## [Problem to solve]
For this exercise, return all the data word for word, with images left out.

=== Input data ===

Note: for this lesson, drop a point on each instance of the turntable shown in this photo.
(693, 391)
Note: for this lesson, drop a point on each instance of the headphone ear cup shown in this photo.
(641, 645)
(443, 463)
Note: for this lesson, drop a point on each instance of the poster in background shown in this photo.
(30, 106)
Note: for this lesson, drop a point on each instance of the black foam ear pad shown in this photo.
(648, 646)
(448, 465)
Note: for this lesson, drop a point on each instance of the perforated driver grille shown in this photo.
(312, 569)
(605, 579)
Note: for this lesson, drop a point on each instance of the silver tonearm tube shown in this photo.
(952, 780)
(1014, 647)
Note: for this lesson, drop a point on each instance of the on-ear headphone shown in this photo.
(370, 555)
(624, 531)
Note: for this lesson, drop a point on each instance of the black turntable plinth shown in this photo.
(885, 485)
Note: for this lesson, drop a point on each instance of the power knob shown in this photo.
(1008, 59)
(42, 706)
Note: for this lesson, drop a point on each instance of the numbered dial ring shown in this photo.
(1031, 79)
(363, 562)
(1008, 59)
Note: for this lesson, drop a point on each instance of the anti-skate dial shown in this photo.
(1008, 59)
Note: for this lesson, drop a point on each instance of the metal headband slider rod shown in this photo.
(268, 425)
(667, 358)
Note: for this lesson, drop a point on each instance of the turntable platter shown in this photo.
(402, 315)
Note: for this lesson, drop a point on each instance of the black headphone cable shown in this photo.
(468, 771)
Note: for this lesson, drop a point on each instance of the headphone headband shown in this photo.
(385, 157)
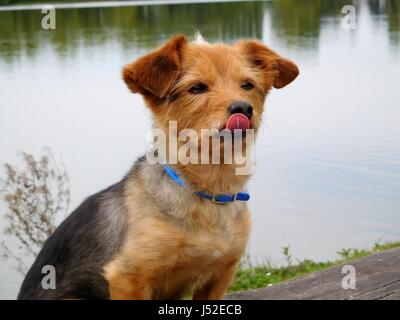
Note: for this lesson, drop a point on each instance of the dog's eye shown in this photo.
(198, 88)
(247, 86)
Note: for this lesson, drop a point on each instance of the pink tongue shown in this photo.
(238, 121)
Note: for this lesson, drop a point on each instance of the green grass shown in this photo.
(250, 276)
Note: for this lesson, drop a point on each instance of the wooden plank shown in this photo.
(377, 277)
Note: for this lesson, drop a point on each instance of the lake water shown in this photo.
(327, 159)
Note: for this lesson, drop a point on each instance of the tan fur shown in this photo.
(194, 246)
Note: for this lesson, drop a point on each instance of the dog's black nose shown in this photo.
(241, 107)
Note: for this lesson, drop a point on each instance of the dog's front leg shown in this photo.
(215, 288)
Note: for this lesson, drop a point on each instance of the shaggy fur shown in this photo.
(146, 237)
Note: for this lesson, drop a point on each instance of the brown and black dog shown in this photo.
(147, 237)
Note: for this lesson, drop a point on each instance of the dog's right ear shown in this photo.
(156, 73)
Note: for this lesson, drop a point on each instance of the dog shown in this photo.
(169, 231)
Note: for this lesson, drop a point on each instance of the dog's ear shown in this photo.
(282, 71)
(156, 73)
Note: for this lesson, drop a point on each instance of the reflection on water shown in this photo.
(328, 158)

===

## [The answer]
Note: for this lesson, drop a point on each instance of the turntable shown in this photo.
(693, 391)
Note: for this lesson, drop a point on each instance of the headphone ear cup shown in this photo.
(641, 645)
(443, 463)
Note: for this lesson, drop a point on each instance of the poster in background shown in this photo.
(30, 106)
Note: for this lesson, drop a point on each instance of the black foam ear pad shown in this photo.
(648, 646)
(448, 465)
Note: for this lesson, drop a point on each instance of the perforated driver grille shown in this photo.
(312, 569)
(605, 579)
Note: for this lesson, drop a point on each instance of the silver tonearm tube shown in this photo.
(952, 780)
(1014, 647)
Note: for this lesson, drop a point on each instance of the on-ear headphone shown in this photo.
(370, 555)
(624, 531)
Note: for this lesson, drop a point on each instance of the black turntable plinth shown in this photo.
(885, 485)
Note: for this lesson, drop a point on each instance of the power knob shown in this photo.
(1008, 59)
(42, 706)
Note: for this lesson, drop a point on each instance of the numbered dial ring shown in this photo.
(1031, 79)
(363, 562)
(1008, 59)
Note: for this lesson, drop a point on each instance of the anti-skate dial shown in this photo.
(1008, 59)
Note: for this lesson, drop a point on each instance of the metal headband slider rod shown in this photo.
(268, 425)
(667, 358)
Note: for this lesson, drop a point on each instance of the turntable platter shown in this photo.
(402, 315)
Note: for this lesson, drop a point on each instance of the black headphone cable shown in this photo.
(468, 771)
Note: for this lesson, drop a point on each instance of the headphone headband shown in this photo.
(385, 157)
Note: for this lesson, drop a point on each instance of the dog's eye shown in this photo.
(198, 88)
(247, 86)
Note: for this lesson, drop a point on each instance of the pink tongue shown in this photo.
(238, 121)
Note: for this lesson, drop a point on each instance of the green grass shown in this photo.
(250, 276)
Note: for this lesson, drop a point on each instance of the wooden plank shown in this photo.
(377, 277)
Note: for this lesson, drop a point on each instance of the lake water shown in this photo.
(327, 159)
Note: for this lesson, drop a point on each instance of the tan fur shown in this photo.
(194, 246)
Note: for this lesson, drop a point on each instance of the dog's black nose shown in this photo.
(241, 107)
Note: for this lesson, drop a point on each instance of the dog's front leg shown in this photo.
(215, 288)
Note: for this lesson, drop a point on each instance of the shaggy fur shown in this photo.
(146, 237)
Note: for this lesson, drop a point on each instance of the brown and black dog shown in this photo.
(147, 237)
Note: for this lesson, drop a point on each instance of the dog's right ear shown in this photo.
(156, 73)
Note: for this lesson, drop a point on each instance of the dog shown in this photo.
(169, 231)
Note: for this lesson, drop a point on each instance of the dog's ear shown in this photo.
(282, 71)
(156, 73)
Note: for this lesson, drop a point on each instance of the reflection on water shown in this photo.
(328, 158)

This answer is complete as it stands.